### Stated problem:
All of the material below is to be returned exactly.

Labeled-object pointing entries
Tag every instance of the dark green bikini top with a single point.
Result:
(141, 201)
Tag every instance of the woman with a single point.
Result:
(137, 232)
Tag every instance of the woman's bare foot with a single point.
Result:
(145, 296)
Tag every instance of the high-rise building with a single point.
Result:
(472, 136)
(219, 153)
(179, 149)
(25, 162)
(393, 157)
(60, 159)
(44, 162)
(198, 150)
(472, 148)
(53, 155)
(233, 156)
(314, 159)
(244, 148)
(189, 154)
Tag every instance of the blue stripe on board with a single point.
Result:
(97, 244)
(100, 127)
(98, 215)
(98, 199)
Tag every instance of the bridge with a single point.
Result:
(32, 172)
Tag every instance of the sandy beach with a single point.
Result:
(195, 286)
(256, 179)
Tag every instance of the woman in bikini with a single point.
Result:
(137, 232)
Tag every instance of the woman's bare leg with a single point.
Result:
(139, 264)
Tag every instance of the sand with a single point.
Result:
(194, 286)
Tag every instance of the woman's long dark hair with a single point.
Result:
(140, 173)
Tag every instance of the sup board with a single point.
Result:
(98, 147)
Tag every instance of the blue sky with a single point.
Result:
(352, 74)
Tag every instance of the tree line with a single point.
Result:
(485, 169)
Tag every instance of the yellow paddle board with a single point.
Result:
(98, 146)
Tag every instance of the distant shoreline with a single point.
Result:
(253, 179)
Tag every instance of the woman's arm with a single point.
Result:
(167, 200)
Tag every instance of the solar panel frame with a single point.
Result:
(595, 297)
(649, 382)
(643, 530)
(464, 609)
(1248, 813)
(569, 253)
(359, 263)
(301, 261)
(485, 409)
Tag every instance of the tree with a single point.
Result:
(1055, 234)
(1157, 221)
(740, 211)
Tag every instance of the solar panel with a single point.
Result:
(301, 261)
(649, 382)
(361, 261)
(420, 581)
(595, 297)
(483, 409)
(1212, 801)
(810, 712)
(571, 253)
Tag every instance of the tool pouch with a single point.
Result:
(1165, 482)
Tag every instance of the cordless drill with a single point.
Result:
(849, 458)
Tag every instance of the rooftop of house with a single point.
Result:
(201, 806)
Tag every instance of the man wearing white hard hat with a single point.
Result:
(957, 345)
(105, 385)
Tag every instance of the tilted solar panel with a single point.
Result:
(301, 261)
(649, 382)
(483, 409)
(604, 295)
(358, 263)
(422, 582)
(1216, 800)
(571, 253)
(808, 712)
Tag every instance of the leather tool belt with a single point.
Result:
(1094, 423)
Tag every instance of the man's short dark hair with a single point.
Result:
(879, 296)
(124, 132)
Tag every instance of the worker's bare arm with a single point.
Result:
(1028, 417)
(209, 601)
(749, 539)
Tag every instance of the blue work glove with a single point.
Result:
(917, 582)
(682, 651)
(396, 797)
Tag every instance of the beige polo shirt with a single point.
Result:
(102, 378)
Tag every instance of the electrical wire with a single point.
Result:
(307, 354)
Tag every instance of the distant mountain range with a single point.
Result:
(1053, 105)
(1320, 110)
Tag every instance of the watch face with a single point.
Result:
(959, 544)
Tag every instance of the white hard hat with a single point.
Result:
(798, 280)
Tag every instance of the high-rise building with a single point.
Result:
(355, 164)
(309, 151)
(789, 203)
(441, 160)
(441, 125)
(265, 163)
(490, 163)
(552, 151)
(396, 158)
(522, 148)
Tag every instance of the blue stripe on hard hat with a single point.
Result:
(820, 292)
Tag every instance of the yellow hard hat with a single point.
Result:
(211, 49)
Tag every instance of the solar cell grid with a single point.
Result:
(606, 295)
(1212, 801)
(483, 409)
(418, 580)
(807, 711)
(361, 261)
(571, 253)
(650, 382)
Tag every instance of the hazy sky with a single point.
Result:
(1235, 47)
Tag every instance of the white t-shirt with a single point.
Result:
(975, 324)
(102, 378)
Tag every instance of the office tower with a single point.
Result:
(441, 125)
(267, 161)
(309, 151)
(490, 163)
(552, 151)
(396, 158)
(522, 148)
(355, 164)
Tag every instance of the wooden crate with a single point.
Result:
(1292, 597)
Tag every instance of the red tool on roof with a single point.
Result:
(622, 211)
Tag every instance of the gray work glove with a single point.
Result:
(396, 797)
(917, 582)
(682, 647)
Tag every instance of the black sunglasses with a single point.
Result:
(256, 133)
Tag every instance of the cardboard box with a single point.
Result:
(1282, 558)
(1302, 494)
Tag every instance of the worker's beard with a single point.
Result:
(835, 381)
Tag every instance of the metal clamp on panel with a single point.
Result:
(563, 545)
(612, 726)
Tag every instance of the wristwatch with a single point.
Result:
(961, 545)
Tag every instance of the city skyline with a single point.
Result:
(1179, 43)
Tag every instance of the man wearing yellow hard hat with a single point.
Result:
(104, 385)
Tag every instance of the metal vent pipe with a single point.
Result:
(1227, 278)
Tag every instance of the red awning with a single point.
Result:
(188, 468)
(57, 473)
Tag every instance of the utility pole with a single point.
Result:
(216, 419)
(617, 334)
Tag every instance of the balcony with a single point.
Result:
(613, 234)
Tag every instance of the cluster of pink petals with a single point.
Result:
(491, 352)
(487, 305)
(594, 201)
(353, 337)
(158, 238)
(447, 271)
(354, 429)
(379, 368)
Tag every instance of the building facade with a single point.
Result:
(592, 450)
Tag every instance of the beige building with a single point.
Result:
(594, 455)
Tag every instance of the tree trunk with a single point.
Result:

### The reply:
Tag every instance of the dark green bikini top with a single point.
Result:
(141, 201)
Tag every instance of the woman with a single point.
Result:
(137, 232)
Tag every instance of the woman's bare foot with a single point.
Result:
(145, 296)
Tag every instance of the high-rise building with a single point.
Result:
(472, 136)
(219, 153)
(179, 149)
(25, 162)
(393, 157)
(60, 159)
(44, 162)
(198, 150)
(472, 148)
(53, 155)
(233, 156)
(314, 159)
(244, 148)
(189, 154)
Tag every instance of the blue stripe on board with a single point.
Result:
(97, 244)
(100, 127)
(98, 215)
(98, 199)
Tag every instance of the bridge with a single point.
Result:
(32, 172)
Tag every instance of the sandy beach with a single point.
Result:
(195, 286)
(256, 179)
Tag every instance of the woman in bikini with a single point.
Result:
(137, 232)
Tag every instance of the woman's bare leg with a single point.
Result:
(139, 264)
Tag every instance of the sand with a single point.
Result:
(194, 286)
Tag every instance of the woman's long dark hair with a single point.
Result:
(140, 173)
Tag every instance of the sup board with a single point.
Result:
(98, 147)
Tag every instance of the blue sky with a single point.
Result:
(352, 74)
Tag every instance of the tree line with a single point.
Result:
(485, 169)
Tag every instance of the yellow paddle board with a single point.
Result:
(98, 146)
Tag every instance of the distant shoreline with a single point.
Result:
(253, 179)
Tag every instance of the woman's arm with a single point.
Result:
(167, 200)
Tag every instance of the solar panel frame with a single point.
Result:
(595, 297)
(649, 382)
(643, 530)
(464, 609)
(1248, 813)
(569, 253)
(359, 263)
(301, 261)
(485, 409)
Tag every instance of the tree with a single point.
Result:
(1055, 234)
(1157, 221)
(740, 211)
Tag every instance of the solar panel with a single point.
Result:
(301, 261)
(649, 382)
(361, 261)
(420, 581)
(595, 297)
(483, 409)
(1212, 801)
(810, 712)
(571, 253)
Tag every instance of the tool pouch with a single point.
Result:
(1165, 482)
Tag every instance of the cordless drill with a single point.
Result:
(849, 458)
Tag every instance of the rooftop of house with a single point.
Result:
(201, 806)
Tag every instance of the man wearing white hard hat with a single point.
Result:
(957, 345)
(105, 385)
Tag every instance of the tilted solar panel with a single point.
Result:
(301, 261)
(649, 382)
(483, 409)
(604, 295)
(358, 263)
(422, 582)
(1216, 800)
(571, 253)
(808, 712)
Tag every instance of the leather tool belt with a single point.
Result:
(1094, 423)
Tag every instance of the man's short dark hair with a single point.
Result:
(879, 296)
(124, 132)
Tag every instance of the worker's bare arm with a single point.
Result:
(1028, 417)
(209, 601)
(749, 539)
Tag every instance of the blue work glove with a single point.
Result:
(917, 582)
(682, 651)
(396, 797)
Tag every instance of the beige polo shirt with a single point.
Result:
(102, 378)
Tag every instance of the electrical wire with a single point.
Result:
(307, 354)
Tag every instance of the distant mountain range with a single point.
Result:
(1053, 105)
(1320, 110)
Tag every instance of the watch face with a single point.
Result:
(959, 544)
Tag every instance of the white hard hat with a single point.
Result:
(798, 280)
Tag every instance of the high-rise building with a single point.
Result:
(355, 164)
(309, 151)
(789, 203)
(441, 160)
(441, 125)
(265, 163)
(490, 163)
(552, 151)
(396, 158)
(522, 148)
Tag every instance of the blue stripe on hard hat with a single point.
Result:
(820, 292)
Tag every instance of the yellow hard hat with a single point.
Result:
(211, 49)
Tag every instance of the solar cell grid with a single point.
Result:
(606, 295)
(1212, 801)
(483, 409)
(418, 580)
(807, 711)
(361, 261)
(571, 253)
(650, 382)
Tag every instance of the hazy sky with a single point.
Result:
(1235, 47)
Tag every instance of the white t-shirt with a single point.
Result:
(975, 324)
(102, 378)
Tag every instance of the office tower with a single point.
Result:
(441, 125)
(267, 161)
(309, 151)
(490, 163)
(552, 151)
(396, 158)
(522, 148)
(355, 164)
Tag every instance of the wooden crate with a single point.
Result:
(1292, 597)
Tag every instance of the red tool on roof with a single point.
Result:
(622, 211)
Tag every instance of the gray work glove with a single point.
Result:
(396, 797)
(917, 582)
(682, 647)
Tag every instance of the black sunglasses with a single point.
Result:
(256, 133)
Tag every instance of the cardboard box with a single point.
Result:
(1282, 558)
(1302, 494)
Tag every instance of the worker's beard with a single point.
Result:
(835, 381)
Tag every instance of the metal clamp on panel with a single point.
Result:
(563, 545)
(612, 726)
Tag every instance of the wristwatch with a single point.
Result:
(961, 545)
Tag every instance of the city skyline with a single point.
Result:
(1179, 43)
Tag every instance of the man wearing yellow hard hat with a single point.
Result:
(104, 385)
Tag every instance of the metal vent pipe with a single point.
Result:
(1227, 278)
Tag every instance of the red awning with a single point.
Result:
(188, 468)
(57, 473)
Tag every instance of the utility pole with a single point.
Result:
(216, 419)
(617, 334)
Tag every instance of the balcony with a single point.
Result:
(613, 234)
Tag every instance of the cluster of pink petals with a single point.
Result:
(491, 352)
(487, 305)
(594, 201)
(353, 337)
(158, 238)
(447, 271)
(354, 429)
(379, 368)
Tag every instance of the building facade with a single point.
Result:
(592, 450)
Tag every instance of the beige building with a single point.
Result:
(594, 455)
Tag every instance of the tree trunk with a single point.
Result:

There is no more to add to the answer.